**Task prompt:** Rewrite the listing below as a numbered list, leaving out blank lines. Begin with its first line and stop after the line that contains "[712,572,1022,873]".

**Working data:**
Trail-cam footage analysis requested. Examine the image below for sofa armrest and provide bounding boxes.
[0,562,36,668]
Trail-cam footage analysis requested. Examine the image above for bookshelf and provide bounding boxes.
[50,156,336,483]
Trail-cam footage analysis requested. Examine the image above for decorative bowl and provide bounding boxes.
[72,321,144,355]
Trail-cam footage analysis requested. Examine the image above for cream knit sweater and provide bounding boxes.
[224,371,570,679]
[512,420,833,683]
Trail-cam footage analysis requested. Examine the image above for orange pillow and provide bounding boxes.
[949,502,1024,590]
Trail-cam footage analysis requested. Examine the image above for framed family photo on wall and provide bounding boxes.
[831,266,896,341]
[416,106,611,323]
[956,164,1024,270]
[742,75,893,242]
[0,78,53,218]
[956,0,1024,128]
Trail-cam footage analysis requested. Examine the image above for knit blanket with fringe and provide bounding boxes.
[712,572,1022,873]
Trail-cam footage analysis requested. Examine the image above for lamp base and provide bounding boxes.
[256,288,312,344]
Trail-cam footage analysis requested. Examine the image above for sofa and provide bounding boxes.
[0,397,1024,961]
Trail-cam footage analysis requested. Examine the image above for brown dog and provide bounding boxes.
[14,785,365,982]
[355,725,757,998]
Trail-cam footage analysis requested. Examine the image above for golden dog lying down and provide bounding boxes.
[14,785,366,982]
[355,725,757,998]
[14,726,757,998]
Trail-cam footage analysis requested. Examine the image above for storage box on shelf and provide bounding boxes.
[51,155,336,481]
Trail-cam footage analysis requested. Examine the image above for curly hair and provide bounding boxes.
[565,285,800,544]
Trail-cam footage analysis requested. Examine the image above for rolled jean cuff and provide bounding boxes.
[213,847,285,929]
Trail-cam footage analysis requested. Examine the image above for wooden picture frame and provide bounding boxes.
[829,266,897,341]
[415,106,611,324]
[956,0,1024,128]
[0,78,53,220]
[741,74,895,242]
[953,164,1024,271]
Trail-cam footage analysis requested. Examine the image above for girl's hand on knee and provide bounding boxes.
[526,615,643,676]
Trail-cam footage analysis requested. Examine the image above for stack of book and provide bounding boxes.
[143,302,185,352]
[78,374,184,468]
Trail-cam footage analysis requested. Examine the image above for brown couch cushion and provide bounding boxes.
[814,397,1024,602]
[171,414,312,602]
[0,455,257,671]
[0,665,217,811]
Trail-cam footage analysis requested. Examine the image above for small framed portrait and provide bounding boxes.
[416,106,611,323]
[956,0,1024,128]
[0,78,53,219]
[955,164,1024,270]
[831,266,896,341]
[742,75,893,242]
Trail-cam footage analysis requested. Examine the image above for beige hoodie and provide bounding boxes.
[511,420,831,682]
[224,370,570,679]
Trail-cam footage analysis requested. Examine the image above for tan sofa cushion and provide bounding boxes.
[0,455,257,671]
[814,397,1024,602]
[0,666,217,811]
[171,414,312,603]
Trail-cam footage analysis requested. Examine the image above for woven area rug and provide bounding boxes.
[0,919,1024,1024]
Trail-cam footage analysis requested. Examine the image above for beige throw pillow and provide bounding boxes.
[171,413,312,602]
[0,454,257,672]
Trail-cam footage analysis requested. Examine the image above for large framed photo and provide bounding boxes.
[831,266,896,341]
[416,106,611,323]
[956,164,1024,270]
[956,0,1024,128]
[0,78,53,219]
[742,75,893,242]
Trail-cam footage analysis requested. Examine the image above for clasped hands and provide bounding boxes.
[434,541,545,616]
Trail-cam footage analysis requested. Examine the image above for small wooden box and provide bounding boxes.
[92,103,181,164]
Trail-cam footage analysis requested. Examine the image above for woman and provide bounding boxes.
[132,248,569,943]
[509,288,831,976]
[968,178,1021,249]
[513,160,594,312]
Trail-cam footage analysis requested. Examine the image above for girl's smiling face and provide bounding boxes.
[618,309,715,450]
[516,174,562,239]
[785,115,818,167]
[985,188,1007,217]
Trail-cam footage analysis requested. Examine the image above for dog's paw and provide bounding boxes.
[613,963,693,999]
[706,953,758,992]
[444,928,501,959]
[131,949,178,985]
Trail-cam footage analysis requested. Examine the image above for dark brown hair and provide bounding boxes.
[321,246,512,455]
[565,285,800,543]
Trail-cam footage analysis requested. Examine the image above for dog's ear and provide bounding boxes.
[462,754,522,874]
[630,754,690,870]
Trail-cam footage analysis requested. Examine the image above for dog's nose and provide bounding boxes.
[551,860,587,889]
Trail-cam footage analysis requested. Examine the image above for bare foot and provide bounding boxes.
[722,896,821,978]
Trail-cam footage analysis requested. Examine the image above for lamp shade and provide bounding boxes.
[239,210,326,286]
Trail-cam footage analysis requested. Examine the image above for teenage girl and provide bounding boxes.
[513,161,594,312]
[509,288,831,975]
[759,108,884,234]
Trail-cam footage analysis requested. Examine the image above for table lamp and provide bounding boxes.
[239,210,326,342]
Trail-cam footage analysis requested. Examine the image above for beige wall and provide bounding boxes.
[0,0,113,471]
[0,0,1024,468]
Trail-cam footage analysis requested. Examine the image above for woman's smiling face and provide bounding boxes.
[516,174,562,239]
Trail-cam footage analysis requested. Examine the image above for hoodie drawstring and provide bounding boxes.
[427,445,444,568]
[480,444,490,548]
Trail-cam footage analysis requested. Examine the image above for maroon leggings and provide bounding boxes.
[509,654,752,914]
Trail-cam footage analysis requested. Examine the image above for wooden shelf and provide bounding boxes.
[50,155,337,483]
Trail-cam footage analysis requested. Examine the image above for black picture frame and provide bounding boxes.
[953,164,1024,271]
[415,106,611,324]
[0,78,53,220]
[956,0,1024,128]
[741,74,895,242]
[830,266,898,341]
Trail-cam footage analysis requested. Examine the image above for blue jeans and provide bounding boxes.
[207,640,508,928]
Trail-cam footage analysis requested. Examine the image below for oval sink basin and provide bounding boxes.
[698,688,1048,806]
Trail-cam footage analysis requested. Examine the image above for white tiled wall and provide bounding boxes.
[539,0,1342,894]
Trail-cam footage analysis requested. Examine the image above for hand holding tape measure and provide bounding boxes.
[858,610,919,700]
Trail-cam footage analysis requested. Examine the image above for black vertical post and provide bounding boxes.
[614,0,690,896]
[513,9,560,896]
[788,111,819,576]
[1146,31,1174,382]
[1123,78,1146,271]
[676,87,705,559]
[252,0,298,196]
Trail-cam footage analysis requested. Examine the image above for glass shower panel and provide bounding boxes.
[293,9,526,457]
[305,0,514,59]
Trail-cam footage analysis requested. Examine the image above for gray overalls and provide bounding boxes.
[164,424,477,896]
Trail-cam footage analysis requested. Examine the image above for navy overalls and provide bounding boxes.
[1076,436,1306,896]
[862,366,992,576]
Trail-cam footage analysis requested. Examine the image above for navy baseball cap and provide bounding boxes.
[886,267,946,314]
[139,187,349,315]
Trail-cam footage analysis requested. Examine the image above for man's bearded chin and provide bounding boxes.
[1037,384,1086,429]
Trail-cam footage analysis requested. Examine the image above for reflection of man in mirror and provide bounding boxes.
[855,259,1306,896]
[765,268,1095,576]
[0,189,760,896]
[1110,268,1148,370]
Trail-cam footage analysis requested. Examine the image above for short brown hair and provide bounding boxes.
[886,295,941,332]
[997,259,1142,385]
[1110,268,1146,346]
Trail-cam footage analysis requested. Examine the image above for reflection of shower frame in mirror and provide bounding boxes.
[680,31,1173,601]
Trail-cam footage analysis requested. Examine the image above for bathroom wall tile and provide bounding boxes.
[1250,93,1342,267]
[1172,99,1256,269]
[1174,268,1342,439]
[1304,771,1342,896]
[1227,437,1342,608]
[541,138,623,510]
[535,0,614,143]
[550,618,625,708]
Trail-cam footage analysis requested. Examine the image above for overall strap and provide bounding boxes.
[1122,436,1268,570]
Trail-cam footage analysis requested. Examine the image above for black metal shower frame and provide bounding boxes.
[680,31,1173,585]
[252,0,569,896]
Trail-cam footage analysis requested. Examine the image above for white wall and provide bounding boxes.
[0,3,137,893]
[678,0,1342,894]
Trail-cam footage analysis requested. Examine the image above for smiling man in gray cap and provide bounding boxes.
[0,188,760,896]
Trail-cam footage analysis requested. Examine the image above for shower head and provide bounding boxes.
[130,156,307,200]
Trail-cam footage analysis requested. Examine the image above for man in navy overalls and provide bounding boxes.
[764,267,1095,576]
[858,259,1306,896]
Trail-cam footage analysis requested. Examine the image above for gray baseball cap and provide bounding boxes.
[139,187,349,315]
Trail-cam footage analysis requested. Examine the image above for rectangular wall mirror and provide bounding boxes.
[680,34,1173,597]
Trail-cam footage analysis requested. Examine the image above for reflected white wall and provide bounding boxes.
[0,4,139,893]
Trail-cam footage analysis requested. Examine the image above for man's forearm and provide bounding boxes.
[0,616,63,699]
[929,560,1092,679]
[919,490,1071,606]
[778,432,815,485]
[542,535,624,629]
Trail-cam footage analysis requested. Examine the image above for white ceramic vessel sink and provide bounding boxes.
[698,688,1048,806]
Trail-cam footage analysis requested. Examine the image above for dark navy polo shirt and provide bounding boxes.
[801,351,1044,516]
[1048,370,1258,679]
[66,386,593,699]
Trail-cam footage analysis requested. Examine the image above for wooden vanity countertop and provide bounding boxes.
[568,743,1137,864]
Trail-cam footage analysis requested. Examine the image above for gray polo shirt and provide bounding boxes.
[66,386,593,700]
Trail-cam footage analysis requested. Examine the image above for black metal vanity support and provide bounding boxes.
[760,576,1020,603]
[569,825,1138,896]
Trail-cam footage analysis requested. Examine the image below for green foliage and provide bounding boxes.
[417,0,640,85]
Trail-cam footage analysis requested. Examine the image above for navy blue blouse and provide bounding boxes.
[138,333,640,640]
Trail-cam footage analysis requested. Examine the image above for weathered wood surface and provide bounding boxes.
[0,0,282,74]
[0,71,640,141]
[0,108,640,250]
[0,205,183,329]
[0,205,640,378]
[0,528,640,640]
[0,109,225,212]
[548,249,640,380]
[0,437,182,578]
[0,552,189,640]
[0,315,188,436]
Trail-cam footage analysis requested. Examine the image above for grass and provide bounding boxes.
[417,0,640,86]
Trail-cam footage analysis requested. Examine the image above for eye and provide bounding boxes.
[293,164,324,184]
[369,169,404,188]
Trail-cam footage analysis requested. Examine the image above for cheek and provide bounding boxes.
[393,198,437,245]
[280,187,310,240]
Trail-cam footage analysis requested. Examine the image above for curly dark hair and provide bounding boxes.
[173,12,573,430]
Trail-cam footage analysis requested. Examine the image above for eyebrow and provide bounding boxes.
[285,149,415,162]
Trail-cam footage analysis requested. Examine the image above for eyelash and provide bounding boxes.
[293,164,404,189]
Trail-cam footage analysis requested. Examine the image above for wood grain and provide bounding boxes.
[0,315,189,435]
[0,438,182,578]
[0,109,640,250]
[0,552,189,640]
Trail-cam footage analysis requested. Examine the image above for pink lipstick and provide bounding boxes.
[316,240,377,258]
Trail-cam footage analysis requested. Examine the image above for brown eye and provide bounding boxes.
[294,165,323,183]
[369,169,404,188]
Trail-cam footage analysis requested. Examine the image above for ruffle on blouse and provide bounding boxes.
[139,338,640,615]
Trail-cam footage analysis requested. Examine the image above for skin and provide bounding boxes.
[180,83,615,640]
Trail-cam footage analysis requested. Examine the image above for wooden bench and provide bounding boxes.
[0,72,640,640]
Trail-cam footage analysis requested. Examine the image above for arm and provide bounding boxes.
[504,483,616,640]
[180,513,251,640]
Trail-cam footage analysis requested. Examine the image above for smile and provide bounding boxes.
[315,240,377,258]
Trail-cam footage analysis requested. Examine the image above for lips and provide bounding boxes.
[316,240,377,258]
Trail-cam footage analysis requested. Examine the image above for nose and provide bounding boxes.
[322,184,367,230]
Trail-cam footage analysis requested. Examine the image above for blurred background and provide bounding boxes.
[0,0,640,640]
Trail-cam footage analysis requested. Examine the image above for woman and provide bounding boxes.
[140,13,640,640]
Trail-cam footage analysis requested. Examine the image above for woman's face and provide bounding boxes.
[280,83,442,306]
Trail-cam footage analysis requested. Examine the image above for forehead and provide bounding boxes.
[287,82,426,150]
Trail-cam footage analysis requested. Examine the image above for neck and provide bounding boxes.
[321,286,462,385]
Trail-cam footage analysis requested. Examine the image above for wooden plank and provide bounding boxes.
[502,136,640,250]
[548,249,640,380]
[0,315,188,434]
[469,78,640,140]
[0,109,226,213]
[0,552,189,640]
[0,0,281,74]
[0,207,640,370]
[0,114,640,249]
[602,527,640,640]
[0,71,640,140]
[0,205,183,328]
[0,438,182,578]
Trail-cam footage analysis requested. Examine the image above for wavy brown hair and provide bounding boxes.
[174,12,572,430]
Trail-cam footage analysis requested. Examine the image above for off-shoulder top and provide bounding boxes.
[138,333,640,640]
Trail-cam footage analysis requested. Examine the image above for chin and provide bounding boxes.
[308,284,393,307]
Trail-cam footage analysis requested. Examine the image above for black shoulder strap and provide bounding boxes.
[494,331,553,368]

**Final result:**
1. Trail-cam footage analysis requested. Examine the image below for sofa armrest and provide bounding boxes.
2. [0,562,36,668]
3. Trail-cam footage analysis requested. Examine the image above for bookshelf and provide bounding boxes.
4. [50,156,336,483]
5. Trail-cam footage analysis requested. Examine the image above for decorative bowl and provide bounding boxes.
6. [72,321,144,355]
7. Trail-cam footage analysis requested. Examine the image above for cream knit sweater and provide bounding boxes.
8. [224,371,570,679]
9. [512,420,833,683]
10. Trail-cam footage analysis requested. Examine the image above for orange pillow and provide bounding boxes.
11. [949,502,1024,590]
12. Trail-cam footage analysis requested. Examine the image above for framed family photo on wall and provide bounding boxes.
13. [831,266,896,341]
14. [416,106,611,323]
15. [956,164,1024,270]
16. [742,75,893,242]
17. [0,78,53,218]
18. [956,0,1024,128]
19. Trail-cam footage analysis requested. Examine the image above for knit blanket with fringe and provide bounding boxes.
20. [712,572,1022,873]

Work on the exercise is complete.